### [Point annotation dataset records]
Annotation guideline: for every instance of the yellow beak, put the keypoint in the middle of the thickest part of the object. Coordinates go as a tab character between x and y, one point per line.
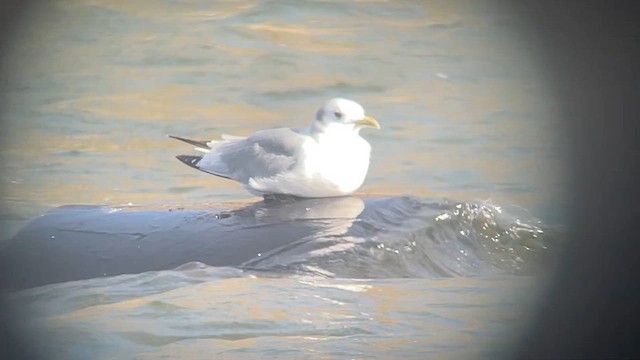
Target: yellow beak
368	121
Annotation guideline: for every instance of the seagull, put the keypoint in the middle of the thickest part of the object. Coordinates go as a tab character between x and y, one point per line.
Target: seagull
326	159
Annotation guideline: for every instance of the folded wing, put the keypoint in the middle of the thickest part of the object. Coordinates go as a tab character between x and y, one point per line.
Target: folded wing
264	154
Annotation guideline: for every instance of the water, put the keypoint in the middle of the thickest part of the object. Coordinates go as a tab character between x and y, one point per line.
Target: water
91	88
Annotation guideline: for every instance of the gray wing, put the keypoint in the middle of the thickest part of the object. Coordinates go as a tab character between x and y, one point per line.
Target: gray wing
264	154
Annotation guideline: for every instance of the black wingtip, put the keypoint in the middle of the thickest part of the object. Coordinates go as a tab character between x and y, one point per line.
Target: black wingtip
190	160
200	144
193	160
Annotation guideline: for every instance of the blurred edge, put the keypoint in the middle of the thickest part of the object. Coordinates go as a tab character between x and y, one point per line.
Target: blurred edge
590	50
13	15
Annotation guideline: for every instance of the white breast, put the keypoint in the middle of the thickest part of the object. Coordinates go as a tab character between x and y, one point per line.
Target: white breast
342	162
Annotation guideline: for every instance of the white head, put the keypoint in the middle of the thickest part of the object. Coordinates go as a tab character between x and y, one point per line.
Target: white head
340	114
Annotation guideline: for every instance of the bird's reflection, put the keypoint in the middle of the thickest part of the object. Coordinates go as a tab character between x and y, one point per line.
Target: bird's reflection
284	209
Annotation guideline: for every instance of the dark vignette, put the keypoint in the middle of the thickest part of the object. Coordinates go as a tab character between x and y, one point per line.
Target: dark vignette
590	51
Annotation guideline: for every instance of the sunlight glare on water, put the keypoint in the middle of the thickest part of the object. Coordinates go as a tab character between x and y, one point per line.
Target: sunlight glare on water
91	88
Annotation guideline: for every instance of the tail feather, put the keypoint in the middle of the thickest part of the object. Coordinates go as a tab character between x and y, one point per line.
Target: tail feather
200	144
193	160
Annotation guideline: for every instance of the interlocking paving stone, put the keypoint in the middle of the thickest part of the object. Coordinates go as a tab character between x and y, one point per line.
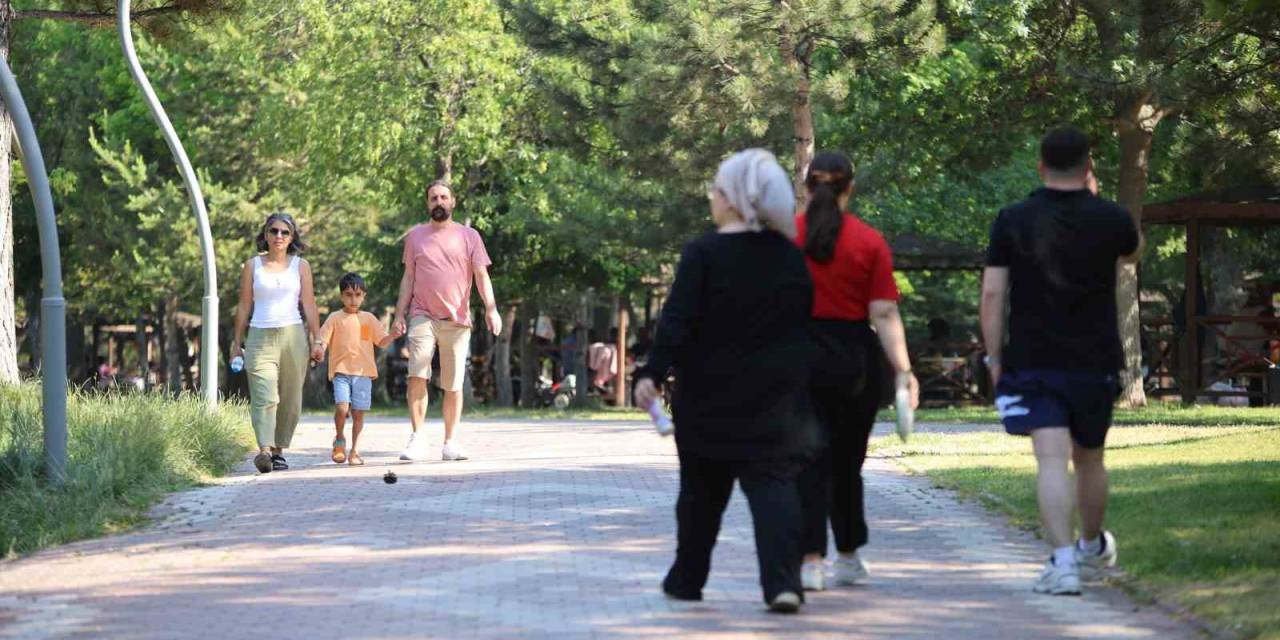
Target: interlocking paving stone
553	530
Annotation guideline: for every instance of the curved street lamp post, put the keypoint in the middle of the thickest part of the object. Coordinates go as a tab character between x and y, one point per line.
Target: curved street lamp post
209	310
53	306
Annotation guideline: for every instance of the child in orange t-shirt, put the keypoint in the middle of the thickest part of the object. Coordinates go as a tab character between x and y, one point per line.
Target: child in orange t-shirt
350	336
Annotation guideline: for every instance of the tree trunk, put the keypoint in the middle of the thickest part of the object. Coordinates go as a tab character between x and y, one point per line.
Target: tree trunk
801	110
620	385
580	373
172	343
8	311
502	360
1136	128
529	369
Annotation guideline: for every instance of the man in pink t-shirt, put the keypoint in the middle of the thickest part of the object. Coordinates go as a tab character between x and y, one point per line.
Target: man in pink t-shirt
442	259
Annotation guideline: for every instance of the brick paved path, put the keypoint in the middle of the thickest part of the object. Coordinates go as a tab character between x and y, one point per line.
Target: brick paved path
553	530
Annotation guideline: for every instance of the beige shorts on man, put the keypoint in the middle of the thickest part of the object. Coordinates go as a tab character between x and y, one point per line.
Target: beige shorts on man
453	341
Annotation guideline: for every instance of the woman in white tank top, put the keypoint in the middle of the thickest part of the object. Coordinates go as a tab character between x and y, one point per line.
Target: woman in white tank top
277	287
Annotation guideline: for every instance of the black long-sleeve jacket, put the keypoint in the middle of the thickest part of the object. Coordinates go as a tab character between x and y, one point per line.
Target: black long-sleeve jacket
734	329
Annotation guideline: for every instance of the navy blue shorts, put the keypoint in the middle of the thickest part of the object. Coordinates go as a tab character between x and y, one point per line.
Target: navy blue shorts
1034	398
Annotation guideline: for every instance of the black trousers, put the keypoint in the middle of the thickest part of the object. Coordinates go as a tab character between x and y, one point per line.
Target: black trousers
832	485
705	487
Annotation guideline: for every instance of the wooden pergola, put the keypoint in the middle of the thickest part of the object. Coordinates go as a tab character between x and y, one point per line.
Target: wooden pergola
922	254
946	369
1240	208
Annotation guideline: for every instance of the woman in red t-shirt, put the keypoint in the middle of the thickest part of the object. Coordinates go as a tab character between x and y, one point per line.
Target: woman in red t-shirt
854	291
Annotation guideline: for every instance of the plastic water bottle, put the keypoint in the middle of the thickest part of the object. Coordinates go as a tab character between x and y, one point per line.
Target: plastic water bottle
661	420
905	414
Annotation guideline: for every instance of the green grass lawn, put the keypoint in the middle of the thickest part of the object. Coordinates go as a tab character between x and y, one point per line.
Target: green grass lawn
1155	414
124	453
1196	508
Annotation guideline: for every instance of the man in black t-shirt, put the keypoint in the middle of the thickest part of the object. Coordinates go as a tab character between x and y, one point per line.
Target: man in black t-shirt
1052	259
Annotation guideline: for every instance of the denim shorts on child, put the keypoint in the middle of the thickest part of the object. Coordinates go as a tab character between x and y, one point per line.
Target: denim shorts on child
356	389
1080	401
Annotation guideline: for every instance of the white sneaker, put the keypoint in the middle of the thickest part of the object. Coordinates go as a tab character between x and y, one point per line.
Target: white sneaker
415	448
786	602
1059	581
1105	558
850	570
452	452
813	576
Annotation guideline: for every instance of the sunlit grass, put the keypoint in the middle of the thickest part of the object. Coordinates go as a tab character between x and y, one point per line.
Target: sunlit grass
126	452
1196	508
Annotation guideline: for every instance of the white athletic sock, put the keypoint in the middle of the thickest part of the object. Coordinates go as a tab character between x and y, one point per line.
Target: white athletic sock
1093	545
1064	557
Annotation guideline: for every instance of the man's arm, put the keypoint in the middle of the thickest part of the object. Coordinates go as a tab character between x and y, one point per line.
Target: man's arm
406	293
991	312
484	284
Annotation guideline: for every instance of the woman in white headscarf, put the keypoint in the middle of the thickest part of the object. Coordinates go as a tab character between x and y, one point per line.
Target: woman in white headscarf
735	332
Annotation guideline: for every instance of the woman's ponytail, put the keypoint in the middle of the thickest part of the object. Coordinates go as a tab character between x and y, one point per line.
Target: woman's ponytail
830	174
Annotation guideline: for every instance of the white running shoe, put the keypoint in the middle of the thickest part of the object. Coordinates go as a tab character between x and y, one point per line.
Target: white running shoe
850	570
813	576
415	449
452	452
786	602
1105	558
1059	581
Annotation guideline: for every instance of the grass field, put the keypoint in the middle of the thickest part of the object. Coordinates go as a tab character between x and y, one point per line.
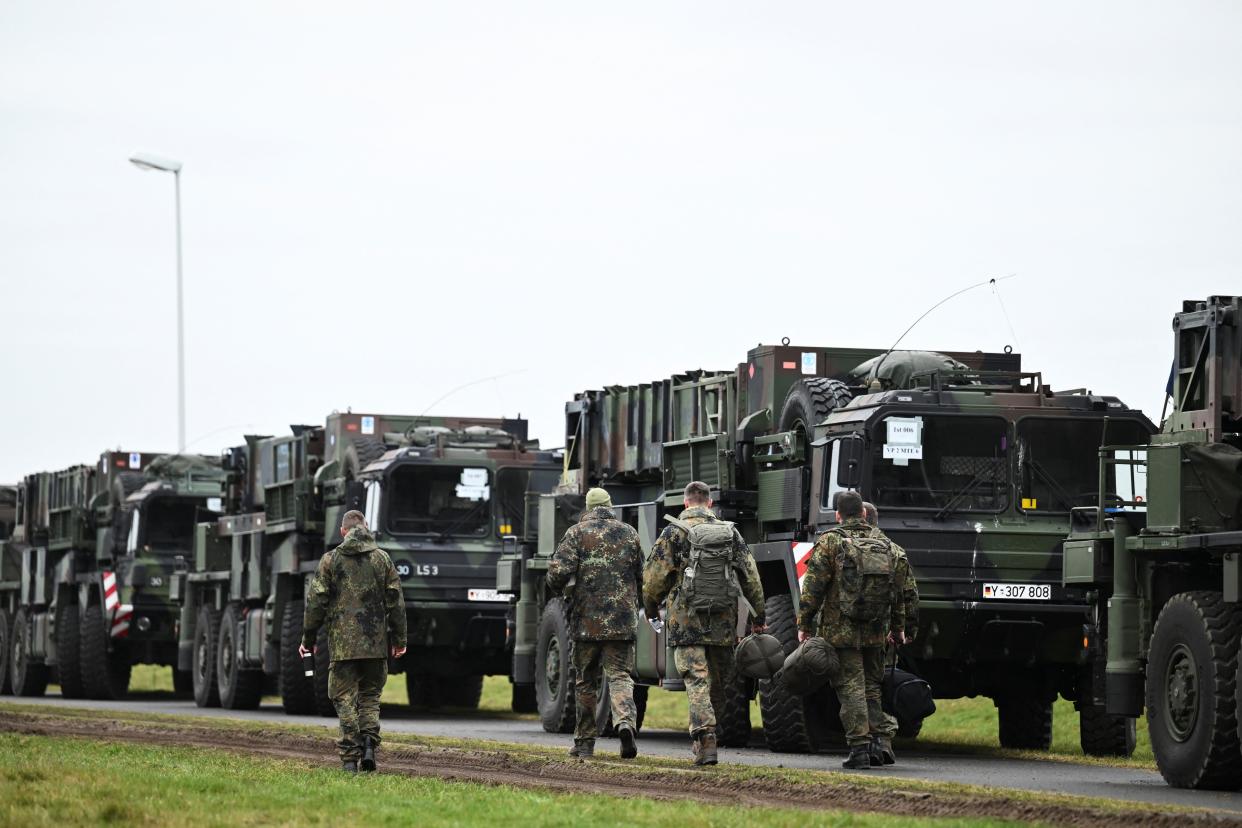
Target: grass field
54	781
959	724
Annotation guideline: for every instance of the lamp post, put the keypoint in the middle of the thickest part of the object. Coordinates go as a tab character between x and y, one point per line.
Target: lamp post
145	162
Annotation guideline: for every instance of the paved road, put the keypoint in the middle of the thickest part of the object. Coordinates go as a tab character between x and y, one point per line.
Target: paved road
1030	775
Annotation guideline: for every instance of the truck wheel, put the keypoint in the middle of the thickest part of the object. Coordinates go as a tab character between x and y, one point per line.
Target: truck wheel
27	678
5	651
1190	695
183	684
1025	721
240	688
104	675
206	634
554	670
1103	735
733	723
323	704
791	724
297	692
523	699
68	664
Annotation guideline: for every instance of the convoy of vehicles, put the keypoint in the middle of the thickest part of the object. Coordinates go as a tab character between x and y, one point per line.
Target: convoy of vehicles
1062	545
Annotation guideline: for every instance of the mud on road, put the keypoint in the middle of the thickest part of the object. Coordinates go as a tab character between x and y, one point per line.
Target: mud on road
604	776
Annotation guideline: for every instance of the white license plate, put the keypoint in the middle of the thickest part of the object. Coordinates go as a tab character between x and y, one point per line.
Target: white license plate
487	595
1019	591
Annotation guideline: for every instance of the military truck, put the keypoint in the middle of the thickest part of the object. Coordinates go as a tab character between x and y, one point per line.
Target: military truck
975	464
1160	553
442	495
85	577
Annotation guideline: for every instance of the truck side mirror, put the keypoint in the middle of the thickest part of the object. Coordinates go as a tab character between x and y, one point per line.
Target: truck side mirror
850	462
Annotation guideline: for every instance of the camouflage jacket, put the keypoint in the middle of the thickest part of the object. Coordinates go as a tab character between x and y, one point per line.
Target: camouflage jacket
358	595
821	592
602	559
662	579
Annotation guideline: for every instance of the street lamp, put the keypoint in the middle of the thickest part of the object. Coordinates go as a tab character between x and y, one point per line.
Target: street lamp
147	162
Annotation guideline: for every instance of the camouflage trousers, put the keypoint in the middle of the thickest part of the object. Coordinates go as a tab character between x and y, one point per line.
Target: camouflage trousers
594	661
354	687
707	670
857	685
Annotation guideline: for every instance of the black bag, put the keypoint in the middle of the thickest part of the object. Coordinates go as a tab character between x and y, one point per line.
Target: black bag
906	697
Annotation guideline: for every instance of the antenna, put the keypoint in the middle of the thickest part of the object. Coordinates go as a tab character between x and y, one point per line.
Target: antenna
951	296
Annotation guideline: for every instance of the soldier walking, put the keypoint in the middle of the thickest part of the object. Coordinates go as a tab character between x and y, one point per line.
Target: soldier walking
358	594
853	582
599	565
702	566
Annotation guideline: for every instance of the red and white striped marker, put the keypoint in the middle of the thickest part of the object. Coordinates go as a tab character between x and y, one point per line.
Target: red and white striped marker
111	600
801	558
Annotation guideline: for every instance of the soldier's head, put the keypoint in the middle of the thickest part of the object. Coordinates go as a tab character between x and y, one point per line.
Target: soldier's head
353	518
870	513
848	507
697	494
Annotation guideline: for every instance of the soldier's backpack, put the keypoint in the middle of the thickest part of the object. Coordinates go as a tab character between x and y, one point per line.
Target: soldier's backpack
867	580
709	582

### [What you should do]
Output the line that contains "soldier's head, put", followed by every later line in the listing, with no line omitted and none added.

### [Final answer]
Annotation guideline: for every instance of the soldier's head, put the keypoint in the middle of the thickest part of the object. Coordinates go as a tab character between x and y, one point per line.
Target: soldier's head
353	518
870	513
848	507
697	494
Annotation guideline: for every instance of the soldier's backpack, put the keypoint in the middle of the thickest part of the object. Coordinates go as a tab character between x and y, one point per line.
Target: soldier's backpack
867	580
709	582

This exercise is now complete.